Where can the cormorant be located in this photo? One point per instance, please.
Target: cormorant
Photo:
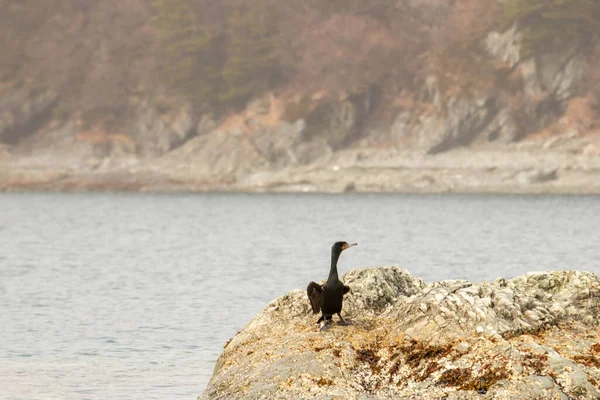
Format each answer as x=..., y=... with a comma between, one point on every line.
x=329, y=297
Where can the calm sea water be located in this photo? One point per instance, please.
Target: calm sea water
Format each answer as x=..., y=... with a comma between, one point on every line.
x=132, y=296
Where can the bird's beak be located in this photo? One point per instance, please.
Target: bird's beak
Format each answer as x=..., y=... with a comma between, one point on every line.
x=349, y=245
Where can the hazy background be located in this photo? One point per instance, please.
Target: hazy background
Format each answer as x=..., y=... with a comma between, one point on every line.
x=113, y=295
x=256, y=94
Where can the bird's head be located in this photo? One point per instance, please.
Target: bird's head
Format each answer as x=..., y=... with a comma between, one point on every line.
x=338, y=247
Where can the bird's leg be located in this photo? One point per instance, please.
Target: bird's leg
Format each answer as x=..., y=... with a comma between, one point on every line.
x=325, y=322
x=342, y=321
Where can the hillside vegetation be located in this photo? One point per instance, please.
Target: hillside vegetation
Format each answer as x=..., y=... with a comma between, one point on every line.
x=96, y=62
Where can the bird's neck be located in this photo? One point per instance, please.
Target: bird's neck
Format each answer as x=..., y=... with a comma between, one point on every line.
x=333, y=271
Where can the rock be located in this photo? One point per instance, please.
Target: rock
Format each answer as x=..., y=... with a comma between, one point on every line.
x=534, y=336
x=156, y=132
x=459, y=125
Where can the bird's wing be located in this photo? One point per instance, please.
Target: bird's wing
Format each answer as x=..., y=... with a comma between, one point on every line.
x=314, y=291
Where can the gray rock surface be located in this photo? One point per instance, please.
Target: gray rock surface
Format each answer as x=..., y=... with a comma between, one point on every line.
x=532, y=337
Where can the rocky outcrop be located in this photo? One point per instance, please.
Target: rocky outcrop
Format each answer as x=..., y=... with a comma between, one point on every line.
x=531, y=337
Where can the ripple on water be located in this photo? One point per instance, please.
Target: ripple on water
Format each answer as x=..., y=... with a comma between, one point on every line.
x=135, y=295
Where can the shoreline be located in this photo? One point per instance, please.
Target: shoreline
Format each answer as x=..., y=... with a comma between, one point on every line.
x=518, y=169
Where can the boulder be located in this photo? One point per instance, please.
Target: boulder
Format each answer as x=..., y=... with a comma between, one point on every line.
x=532, y=337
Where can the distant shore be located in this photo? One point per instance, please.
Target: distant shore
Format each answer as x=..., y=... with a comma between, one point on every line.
x=489, y=170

────────

* What you should do
Write out all of the records above word for word, leaving out the picture.

* Exercise result
Where can the cormorant be located in this photo? One point per instance, please.
Target: cormorant
Photo:
Format each answer as x=..., y=... with a comma between, one point on every line.
x=329, y=297
Where can the calm sea water be located in this photo? One point per instance, please.
Target: calm sea water
Format each answer as x=..., y=... with a comma between, one point on every line.
x=132, y=296
Where can the bird's beak be located in this photo? One point per instance, please.
Target: bird's beak
Format each answer as x=..., y=... with a comma between, one point on every line.
x=349, y=245
Where can the hazy background be located in this photo? One point per instance, please.
Target: hazy background
Format each answer as x=..., y=... with a comma between, one point on every line.
x=113, y=295
x=256, y=94
Where can the bird's head be located in this photo? One point per instance, please.
Target: bird's head
Format each answer as x=..., y=... with a comma between, one point on every line.
x=338, y=247
Where can the bird's leg be located in this photo? One point per instance, please.
Target: bird's leg
Format each answer as x=..., y=... with a comma between, one point on every line.
x=325, y=322
x=342, y=321
Where can the hillside vegetation be located in this photo? One point per instance, please.
Target: hillside vegetation
Format each answer as x=..., y=... with a comma between, one point on every line.
x=96, y=62
Where can the bird's neck be located in this photo? One point per instance, please.
Target: bird's neck
Format each answer as x=..., y=... with a comma between, one point on every line.
x=333, y=271
Where can the rock be located in this photo? One point per instance, please.
Target: rock
Format each answer as x=..., y=... with a comma between, one point on every line.
x=534, y=336
x=156, y=132
x=459, y=125
Where can the bird's wing be located in this photo? One point per instance, please.
Target: bird's wing
Format each answer as x=..., y=... with a comma between, one point on every line.
x=314, y=291
Where can the gray rock surface be located in this photo? One point per instance, please.
Target: gray rock surface
Format each answer as x=..., y=... with a comma between, one point on every line.
x=532, y=337
Where can the rocky outcrop be located in this photo? One point per instance, please.
Target: rocky outcrop
Format each answer as x=..., y=... with a comma between, one point on every line.
x=531, y=337
Where can the ripple on water be located in this photo? One point per instance, please.
Target: ripple on water
Format each answer as x=..., y=... with a comma between, one point on every line.
x=135, y=295
Where can the shoreline be located in this photo? One point per instance, please.
Target: shoreline
Format each answer as x=..., y=... with a comma between, one point on every line.
x=518, y=169
Where can the boulder be located in this photo? One point per instance, please.
Target: boulder
Format each answer as x=..., y=... with a comma between, one point on every line.
x=532, y=337
Where can the distant shore be located in this photo? One point per instance, please.
Target: distant shore
Format each answer as x=..., y=... with a comma between, one point on every line.
x=489, y=170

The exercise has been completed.